OPDRACHT – Wissel in deze regels "one per instance" om voor "one for every instance" en geef ze verder ongewijzigd terug.
-*-
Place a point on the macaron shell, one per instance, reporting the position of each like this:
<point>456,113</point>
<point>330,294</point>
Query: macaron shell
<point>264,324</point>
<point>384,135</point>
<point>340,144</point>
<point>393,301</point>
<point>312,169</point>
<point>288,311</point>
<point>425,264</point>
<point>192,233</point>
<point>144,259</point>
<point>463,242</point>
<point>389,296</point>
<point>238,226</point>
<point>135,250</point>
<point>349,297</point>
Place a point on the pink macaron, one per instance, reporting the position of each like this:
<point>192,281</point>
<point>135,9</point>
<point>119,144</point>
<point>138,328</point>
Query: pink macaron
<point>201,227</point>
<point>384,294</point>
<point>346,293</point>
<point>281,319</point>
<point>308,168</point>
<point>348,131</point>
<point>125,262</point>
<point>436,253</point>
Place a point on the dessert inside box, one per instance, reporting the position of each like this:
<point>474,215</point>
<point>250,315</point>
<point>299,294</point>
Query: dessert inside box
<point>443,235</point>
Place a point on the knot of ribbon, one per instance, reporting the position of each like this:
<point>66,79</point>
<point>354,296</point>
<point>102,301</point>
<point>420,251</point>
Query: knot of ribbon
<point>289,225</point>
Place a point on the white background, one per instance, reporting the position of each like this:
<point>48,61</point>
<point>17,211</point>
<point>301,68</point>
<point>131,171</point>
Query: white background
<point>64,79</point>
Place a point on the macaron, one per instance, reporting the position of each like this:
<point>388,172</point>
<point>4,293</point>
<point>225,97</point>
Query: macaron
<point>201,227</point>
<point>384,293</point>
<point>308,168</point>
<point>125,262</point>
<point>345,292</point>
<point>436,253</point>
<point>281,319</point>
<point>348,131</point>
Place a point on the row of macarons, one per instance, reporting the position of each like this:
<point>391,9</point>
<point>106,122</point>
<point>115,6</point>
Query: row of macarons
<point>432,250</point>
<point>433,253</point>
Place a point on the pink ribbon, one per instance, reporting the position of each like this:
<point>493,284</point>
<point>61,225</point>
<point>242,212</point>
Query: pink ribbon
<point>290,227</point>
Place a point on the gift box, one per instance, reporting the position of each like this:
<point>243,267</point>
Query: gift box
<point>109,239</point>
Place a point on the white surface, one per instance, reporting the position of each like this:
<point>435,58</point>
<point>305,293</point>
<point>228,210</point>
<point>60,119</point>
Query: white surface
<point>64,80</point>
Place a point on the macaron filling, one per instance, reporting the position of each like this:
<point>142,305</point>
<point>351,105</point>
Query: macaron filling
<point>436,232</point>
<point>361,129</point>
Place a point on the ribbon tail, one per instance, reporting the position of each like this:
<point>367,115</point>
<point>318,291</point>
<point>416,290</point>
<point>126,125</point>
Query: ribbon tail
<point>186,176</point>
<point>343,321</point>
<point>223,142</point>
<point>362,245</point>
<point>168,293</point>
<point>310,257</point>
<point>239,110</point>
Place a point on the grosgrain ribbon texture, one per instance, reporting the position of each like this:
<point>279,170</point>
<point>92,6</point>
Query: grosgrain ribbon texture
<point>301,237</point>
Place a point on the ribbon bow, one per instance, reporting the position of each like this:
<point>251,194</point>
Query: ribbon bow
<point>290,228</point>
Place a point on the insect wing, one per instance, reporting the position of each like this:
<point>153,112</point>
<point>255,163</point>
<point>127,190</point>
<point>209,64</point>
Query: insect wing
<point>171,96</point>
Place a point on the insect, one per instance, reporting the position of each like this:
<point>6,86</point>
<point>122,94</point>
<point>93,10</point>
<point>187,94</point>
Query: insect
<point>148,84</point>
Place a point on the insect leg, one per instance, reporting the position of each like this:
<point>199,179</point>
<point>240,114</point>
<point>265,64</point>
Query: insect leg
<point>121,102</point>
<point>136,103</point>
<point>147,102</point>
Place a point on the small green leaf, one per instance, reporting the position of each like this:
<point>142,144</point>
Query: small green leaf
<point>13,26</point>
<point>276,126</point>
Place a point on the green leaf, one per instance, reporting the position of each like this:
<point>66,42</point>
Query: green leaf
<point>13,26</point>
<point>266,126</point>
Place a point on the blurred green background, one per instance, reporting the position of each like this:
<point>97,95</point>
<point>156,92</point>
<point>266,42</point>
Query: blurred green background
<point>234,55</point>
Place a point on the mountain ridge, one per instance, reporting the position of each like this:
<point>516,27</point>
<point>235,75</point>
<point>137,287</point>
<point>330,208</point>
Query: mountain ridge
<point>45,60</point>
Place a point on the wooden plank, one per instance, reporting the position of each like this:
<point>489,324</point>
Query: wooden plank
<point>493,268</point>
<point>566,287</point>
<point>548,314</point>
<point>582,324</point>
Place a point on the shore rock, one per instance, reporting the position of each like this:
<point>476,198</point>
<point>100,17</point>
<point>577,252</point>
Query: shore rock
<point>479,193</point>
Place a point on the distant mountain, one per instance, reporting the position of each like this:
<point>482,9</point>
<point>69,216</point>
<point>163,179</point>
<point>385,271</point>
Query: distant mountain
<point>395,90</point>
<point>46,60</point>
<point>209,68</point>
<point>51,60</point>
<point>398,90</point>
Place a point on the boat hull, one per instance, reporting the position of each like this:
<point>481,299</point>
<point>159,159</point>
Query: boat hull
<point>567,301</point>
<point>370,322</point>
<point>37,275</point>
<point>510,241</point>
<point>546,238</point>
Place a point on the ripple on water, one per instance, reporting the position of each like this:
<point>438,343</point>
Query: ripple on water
-*-
ANTWOORD –
Place a point on the macaron shell, one for every instance, reporting the position of each like this:
<point>456,113</point>
<point>330,294</point>
Query: macaron shell
<point>264,324</point>
<point>384,135</point>
<point>340,144</point>
<point>393,301</point>
<point>312,169</point>
<point>288,311</point>
<point>425,264</point>
<point>192,233</point>
<point>144,259</point>
<point>463,242</point>
<point>389,296</point>
<point>238,226</point>
<point>135,250</point>
<point>349,297</point>
Place a point on the pink macaron, one for every instance, reporting the position of each like this:
<point>192,281</point>
<point>135,9</point>
<point>119,144</point>
<point>138,328</point>
Query: pink macaron
<point>201,227</point>
<point>384,294</point>
<point>346,293</point>
<point>281,319</point>
<point>308,168</point>
<point>348,131</point>
<point>125,262</point>
<point>436,253</point>
Place a point on the dessert inside box, one for every instance, reporting the position of each like this:
<point>474,215</point>
<point>250,315</point>
<point>299,294</point>
Query: dessert inside box
<point>443,235</point>
Place a point on the knot of ribbon, one for every instance, reporting the position of each like this:
<point>66,79</point>
<point>354,296</point>
<point>102,301</point>
<point>420,251</point>
Query: knot of ribbon
<point>289,225</point>
Place a point on the white background, one for every instance, reporting the position of each like this:
<point>48,61</point>
<point>17,211</point>
<point>301,68</point>
<point>131,171</point>
Query: white background
<point>64,79</point>
Place a point on the macaron, one for every instance, reporting the position of each like this:
<point>388,172</point>
<point>4,293</point>
<point>225,97</point>
Query: macaron
<point>201,227</point>
<point>384,293</point>
<point>308,168</point>
<point>125,262</point>
<point>345,292</point>
<point>436,253</point>
<point>281,319</point>
<point>348,131</point>
Place a point on the row of macarons, one for every instance, reporting the position of each like this:
<point>391,9</point>
<point>106,122</point>
<point>115,6</point>
Query: row of macarons
<point>432,250</point>
<point>433,253</point>
Place a point on the pink ribbon, one for every instance, reporting the position of each like this:
<point>493,284</point>
<point>61,225</point>
<point>242,212</point>
Query: pink ribbon
<point>290,227</point>
Place a point on the gift box, one for every instance, reporting the position of each like this:
<point>243,267</point>
Query: gift box
<point>109,239</point>
Place a point on the white surface, one for every instance, reporting the position of each like this:
<point>435,58</point>
<point>305,293</point>
<point>228,210</point>
<point>60,119</point>
Query: white surface
<point>64,80</point>
Place a point on the macaron filling, one for every instance, reporting the position of each like this:
<point>142,305</point>
<point>351,105</point>
Query: macaron filling
<point>436,232</point>
<point>361,129</point>
Place a point on the ribbon tail, one for every instance, reporting the position of each like this:
<point>367,115</point>
<point>318,291</point>
<point>416,290</point>
<point>126,125</point>
Query: ribbon tail
<point>186,176</point>
<point>343,321</point>
<point>223,142</point>
<point>362,245</point>
<point>168,293</point>
<point>310,257</point>
<point>239,110</point>
Place a point on the grosgrain ribbon texture, one for every instance, reporting the position of each like this:
<point>279,170</point>
<point>92,6</point>
Query: grosgrain ribbon texture
<point>301,237</point>
Place a point on the ribbon bow, one for every instance, reporting the position of each like this:
<point>251,194</point>
Query: ribbon bow
<point>290,228</point>
Place a point on the insect wing, one for every instance, reporting the position of each like this:
<point>153,112</point>
<point>255,163</point>
<point>127,190</point>
<point>209,64</point>
Query: insect wing
<point>171,96</point>
Place a point on the insect, one for every instance, reporting the position of each like this:
<point>6,86</point>
<point>122,94</point>
<point>93,10</point>
<point>187,94</point>
Query: insect
<point>148,84</point>
Place a point on the insect leg, one for every instance, reporting the position of each like this:
<point>199,179</point>
<point>240,114</point>
<point>265,64</point>
Query: insect leg
<point>121,102</point>
<point>136,103</point>
<point>147,102</point>
Place a point on the small green leaf, one for every instance, reporting the position of each like this:
<point>142,144</point>
Query: small green leaf
<point>13,26</point>
<point>276,126</point>
Place a point on the green leaf, one for every instance, reporting the position of each like this:
<point>66,42</point>
Query: green leaf
<point>13,26</point>
<point>266,126</point>
Place a point on the blurred green background, one for every instance, reporting the position of each like this:
<point>97,95</point>
<point>156,92</point>
<point>266,42</point>
Query: blurred green background
<point>234,55</point>
Place a point on the mountain ridge, one for every instance, reporting the position of each like this:
<point>516,27</point>
<point>235,75</point>
<point>137,287</point>
<point>330,208</point>
Query: mountain ridge
<point>45,60</point>
Place a point on the wooden plank, one for every instance, reporting the position of each like this:
<point>489,324</point>
Query: wooden plank
<point>493,268</point>
<point>566,287</point>
<point>548,314</point>
<point>582,324</point>
Place a point on the shore rock, one for every instance, reporting the position of each like this:
<point>476,198</point>
<point>100,17</point>
<point>577,252</point>
Query: shore rock
<point>479,193</point>
Place a point on the distant mountain, one for every instance, reporting the position of each like this:
<point>482,9</point>
<point>69,216</point>
<point>163,179</point>
<point>385,271</point>
Query: distant mountain
<point>395,90</point>
<point>46,60</point>
<point>209,68</point>
<point>51,60</point>
<point>398,90</point>
Place a point on the boat hull, one for every instance, reporting the position of each like this:
<point>481,299</point>
<point>159,159</point>
Query: boat hull
<point>567,301</point>
<point>370,322</point>
<point>37,275</point>
<point>510,241</point>
<point>546,238</point>
Place a point on the ripple on water, one for every instance, reporting the position of each like this:
<point>438,343</point>
Query: ripple on water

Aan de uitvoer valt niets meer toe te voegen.